Die HAY-Studie zeigt, dass LSBTIQA* Jugendliche und junge Erwachsene in Bayern in vielen Lebensbereichen Diskriminierungs- und Gewalterfahrungen ausgesetzt sind, die ihr Wohlbefinden und ihre Resilienz beeinträchtigen. Bedeutsam ist, dass sowohl das Wohlbefinden als auch die Resilienz von jungen LSBTIQA* Personen deutlich niedriger sind als die Werte Gleichaltriger in der Allgemeinbevölkerung. Die Zusammenhänge manifestieren sich auch in den Antworten zu Diskriminierungs- und Gewalterfahrungen: dabei gaben 9 von 10 Befragten (93,9 %) an, mindestens einmal Diskriminierung erlebt zu haben. Insbesondere im Zusammenwirken mit weiteren Diskriminierungsdimensionen (Intersektionalität) sind die Werte für Wohlbefinden und Resilienz nochmal niedriger. Mehr als die Hälfte der Befragten (55,9 %) wählten mehr als eine weitere Dimension, davon fast drei Viertel (70,7 %) Sexismus und knapp zwei Drittel Lookismus (63,1 %).

> _Zu bearbeitende Daten_:
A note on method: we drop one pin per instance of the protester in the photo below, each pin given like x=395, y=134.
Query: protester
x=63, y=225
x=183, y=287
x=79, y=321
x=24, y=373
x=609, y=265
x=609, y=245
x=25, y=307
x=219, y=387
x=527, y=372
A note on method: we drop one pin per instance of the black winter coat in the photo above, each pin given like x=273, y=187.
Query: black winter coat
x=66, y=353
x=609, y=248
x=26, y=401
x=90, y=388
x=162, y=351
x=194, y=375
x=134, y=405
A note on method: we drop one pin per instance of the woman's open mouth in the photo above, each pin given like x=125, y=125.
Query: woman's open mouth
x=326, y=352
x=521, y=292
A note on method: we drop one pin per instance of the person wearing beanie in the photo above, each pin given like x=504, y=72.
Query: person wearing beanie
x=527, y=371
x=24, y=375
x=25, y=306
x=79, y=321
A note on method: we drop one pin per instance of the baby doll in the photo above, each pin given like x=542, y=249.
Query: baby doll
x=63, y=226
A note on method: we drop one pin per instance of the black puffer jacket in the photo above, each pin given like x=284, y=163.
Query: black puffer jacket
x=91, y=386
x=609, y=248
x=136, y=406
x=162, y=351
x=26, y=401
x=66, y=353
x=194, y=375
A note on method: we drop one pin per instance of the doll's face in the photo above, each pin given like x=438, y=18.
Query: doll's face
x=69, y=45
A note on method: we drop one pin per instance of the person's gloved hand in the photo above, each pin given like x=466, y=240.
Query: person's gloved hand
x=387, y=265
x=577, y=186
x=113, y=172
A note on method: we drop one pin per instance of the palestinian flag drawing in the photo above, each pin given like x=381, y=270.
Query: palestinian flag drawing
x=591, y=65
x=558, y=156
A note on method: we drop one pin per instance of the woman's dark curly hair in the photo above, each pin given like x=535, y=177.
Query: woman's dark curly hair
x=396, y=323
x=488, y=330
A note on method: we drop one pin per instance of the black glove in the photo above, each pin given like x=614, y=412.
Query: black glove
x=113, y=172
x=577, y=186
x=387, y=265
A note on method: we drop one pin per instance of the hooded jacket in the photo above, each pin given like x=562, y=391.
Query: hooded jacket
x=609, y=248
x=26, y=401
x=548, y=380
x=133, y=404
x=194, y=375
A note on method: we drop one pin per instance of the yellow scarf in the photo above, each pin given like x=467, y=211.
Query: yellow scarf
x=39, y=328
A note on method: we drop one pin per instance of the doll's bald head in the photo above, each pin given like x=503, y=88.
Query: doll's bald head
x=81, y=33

> _Aufgaben_:
**a)** Welcher Anteil der Befragten gab laut dem Textauszug zur HAY-Studie an, mindestens einmal Diskriminierung erlebt zu haben?
**b)** Gib die Zeilen der Datensätze von der Zeile mit „like x=535, y=177.“ bis zum Ende der Datensätze, beide eingeschlossen, erneut aus und tausche dabei „yellow scarf“ gegen „green scarf“; alles andere bleibt unverändert.
Der Textauszug und die Datensätze hängen inhaltlich nicht zusammen.

> _Lösungen_:
**a)** 93,9 % der Befragten, also 9 von 10.

**b)**
A note on method: we drop one pin per instance of the woman's dark curly hair in the photo above, each pin given like x=535, y=177.
Query: woman's dark curly hair
x=396, y=323
x=488, y=330
A note on method: we drop one pin per instance of the black glove in the photo above, each pin given like x=614, y=412.
Query: black glove
x=113, y=172
x=577, y=186
x=387, y=265
A note on method: we drop one pin per instance of the hooded jacket in the photo above, each pin given like x=562, y=391.
Query: hooded jacket
x=609, y=248
x=26, y=401
x=548, y=380
x=133, y=404
x=194, y=375
A note on method: we drop one pin per instance of the green scarf in the photo above, each pin given like x=467, y=211.
Query: green scarf
x=39, y=328
A note on method: we drop one pin per instance of the doll's bald head in the photo above, each pin given like x=503, y=88.
Query: doll's bald head
x=81, y=33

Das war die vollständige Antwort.